:: 本文 ::
「私自身は福島産のものを食べて応援したいけれど、孫にはちょっと……」
このねじれた感情を抱えつつ8年。「甲状腺被曝の隠された真実」「個人被曝線量論文を巡る疑惑」などが浮上して、答えが見つかるどころか、ますます混乱して、思いは千々に乱れるばかり。
ましてや被災当事者の心情は、どれほどのものだろう。その福島の人々の、心の底に鬱積した思いを言語化し、傷の深さを可視化したドキュメンタリー映画が、来月公開される。『沈黙を破る』(2009)『飯舘村・故郷を追われる村人たち』(2012)など、パレスチナ・イスラエル、福島を追い続ける映像ジャーナリスト・土井敏邦監督が4年の歳月をかけ、100人を超える人々を取材、そのなかから選び抜いた14人の証言で綴る2時間50分の証言ドキュメンタリーだ。
ただひたすら「子どものため」に自主避難した妻と、同じく「子どものため、生活のため」に福島にとどまる夫。その離散家族の軋轢と崩壊。
〈勇気を持って避難した人〉と〈やむを得ず残った人〉、ふるさとを〈捨てた人〉と〈守った人〉の間に流れる微妙なきしみ。
生業を失い、補償金で暮らさねばならないことへの負い目、ふがいなさ。補償金を巡って、ときに牙をむく住民同士の妬み、嫉み感情。帰村宣言で補償を打ち切られた生活苦、先が見えない不安、孤独、絶望。福島産というだけで疎まれ、買いたたかれつつも、消費者を責める気になれないという農家。避難先での差別を恐れ、「大熊」「双葉」と、ふるさとを名乗れない子どもたちの葛藤。

:: データ抜粋 ::
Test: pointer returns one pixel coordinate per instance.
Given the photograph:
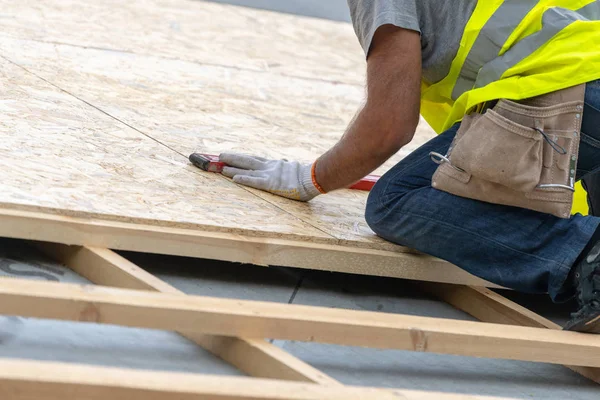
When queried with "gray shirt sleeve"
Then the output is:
(368, 15)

:: 課題 ::
1) 本文のうち「生業を失い」で始まる段落を、主な事実を残したまま箇条書きに改めなさい。
2) 本文から、「ましてや被災当事者の心情は、」を含む語句で始まり「にとどまる夫。その離散家族の軋轢と崩壊。」で終わる部分を、一字も変えずに書き写しなさい。

:: 解答例 ::
1)
- 生業を失い、補償金で暮らさねばならないことへの負い目とふがいなさ
- 補償金を巡って、ときに牙をむく住民同士の妬みや嫉み
- 帰村宣言で補償を打ち切られたことによる生活苦、先が見えない不安、孤独、絶望
- 福島産というだけで疎まれ、買いたたかれても、消費者を責める気になれない農家
- 避難先での差別を恐れ、「大熊」「双葉」とふるさとを名乗れない子どもたちの葛藤

2)
ましてや被災当事者の心情は、どれほどのものだろう。その福島の人々の、心の底に鬱積した思いを言語化し、傷の深さを可視化したドキュメンタリー映画が、来月公開される。『沈黙を破る』(2009)『飯舘村・故郷を追われる村人たち』(2012)など、パレスチナ・イスラエル、福島を追い続ける映像ジャーナリスト・土井敏邦監督が4年の歳月をかけ、100人を超える人々を取材、そのなかから選び抜いた14人の証言で綴る2時間50分の証言ドキュメンタリーだ。
ただひたすら「子どものため」に自主避難した妻と、同じく「子どものため、生活のため」に福島にとどまる夫。その離散家族の軋轢と崩壊。